→ Explorar el material
1. Según el fragmento, ¿cuántos días vino a pasar desde Italia una de las chicas?
2. Transcribe del fragmento el tramo que va desde "Éramos buenos amigos" hasta "fecha de caducidad.".

→ Fragmento
==*==
Éramos buenos amigos y él, un narcisista de la hostia. Es decir, cuando lo hacíamos de pie (su madre había forrado las paredes de la habitación con espejos), él miraba cómo se le marcaban los abdominales, por ejemplo. Un fantasma. Tenía cinco o seis amantes con las que quedaba de vez en cuando y luego me contaba cómo había ido; yo también tenía algún que otro amante, pero eso nunca lo cuento. Una de esas chicas vino a propósito desde Italia para pasar cuatro días con él; él prefirió pasar esos cuatro días conmigo y a ella solo le brindó un café. Ella perdió la cabeza y le arañó en la cara. Con las demás, provocaba situaciones así; es lo que tiene la belleza, que apasiona. Nos llevábamos bien. Mejor todavía: nos lo pasábamos bien. Y parte del morbo (si no todo) estaba marcado en la fecha de caducidad.
==*==
Entradas de datos guardadas:
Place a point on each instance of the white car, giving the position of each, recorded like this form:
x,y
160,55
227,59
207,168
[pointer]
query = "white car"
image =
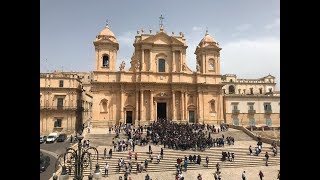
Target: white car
x,y
52,137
==*==
→ Respuestas de tareas
1. Cuatro días.

2.
Éramos buenos amigos y él, un narcisista de la hostia. Es decir, cuando lo hacíamos de pie (su madre había forrado las paredes de la habitación con espejos), él miraba cómo se le marcaban los abdominales, por ejemplo. Un fantasma. Tenía cinco o seis amantes con las que quedaba de vez en cuando y luego me contaba cómo había ido; yo también tenía algún que otro amante, pero eso nunca lo cuento. Una de esas chicas vino a propósito desde Italia para pasar cuatro días con él; él prefirió pasar esos cuatro días conmigo y a ella solo le brindó un café. Ella perdió la cabeza y le arañó en la cara. Con las demás, provocaba situaciones así; es lo que tiene la belleza, que apasiona. Nos llevábamos bien. Mejor todavía: nos lo pasábamos bien. Y parte del morbo (si no todo) estaba marcado en la fecha de caducidad.